Task goal: Write out every line exactly, from the first line of the records below through the line that contains "Run detection on shrub".
++++ Entries provided
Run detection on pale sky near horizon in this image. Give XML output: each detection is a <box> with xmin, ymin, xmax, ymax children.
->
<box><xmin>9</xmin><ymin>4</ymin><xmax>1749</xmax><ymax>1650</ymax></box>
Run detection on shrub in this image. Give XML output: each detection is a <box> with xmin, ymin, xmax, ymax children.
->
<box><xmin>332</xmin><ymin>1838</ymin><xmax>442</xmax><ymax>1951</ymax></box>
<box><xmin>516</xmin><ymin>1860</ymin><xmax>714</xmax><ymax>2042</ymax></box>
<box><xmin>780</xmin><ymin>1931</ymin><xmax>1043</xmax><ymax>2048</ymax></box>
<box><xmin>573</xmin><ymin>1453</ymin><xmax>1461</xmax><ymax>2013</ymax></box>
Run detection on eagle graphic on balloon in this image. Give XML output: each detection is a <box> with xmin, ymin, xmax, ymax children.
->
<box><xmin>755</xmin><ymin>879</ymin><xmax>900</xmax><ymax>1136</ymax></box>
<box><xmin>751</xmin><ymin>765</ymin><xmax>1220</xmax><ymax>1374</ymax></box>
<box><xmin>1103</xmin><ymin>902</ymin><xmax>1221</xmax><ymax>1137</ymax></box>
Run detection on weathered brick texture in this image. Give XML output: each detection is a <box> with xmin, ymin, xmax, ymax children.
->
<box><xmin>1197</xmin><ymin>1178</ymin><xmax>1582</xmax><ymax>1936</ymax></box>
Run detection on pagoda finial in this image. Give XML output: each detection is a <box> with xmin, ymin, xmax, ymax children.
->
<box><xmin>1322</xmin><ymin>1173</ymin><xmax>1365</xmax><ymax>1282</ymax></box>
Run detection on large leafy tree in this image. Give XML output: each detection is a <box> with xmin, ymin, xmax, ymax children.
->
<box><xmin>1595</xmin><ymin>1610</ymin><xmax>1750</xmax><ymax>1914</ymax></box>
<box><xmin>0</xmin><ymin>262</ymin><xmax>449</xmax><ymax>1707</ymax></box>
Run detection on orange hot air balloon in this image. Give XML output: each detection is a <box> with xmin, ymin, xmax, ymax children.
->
++++++++
Answer box:
Run detection on pale sky near horizon in this image. Give XML output: each detection is a <box> with xmin, ymin, xmax, ymax children.
->
<box><xmin>9</xmin><ymin>4</ymin><xmax>1749</xmax><ymax>1650</ymax></box>
Run detection on shrub in this image. Give XML output: each detection is a <box> with xmin, ymin, xmax, ymax children.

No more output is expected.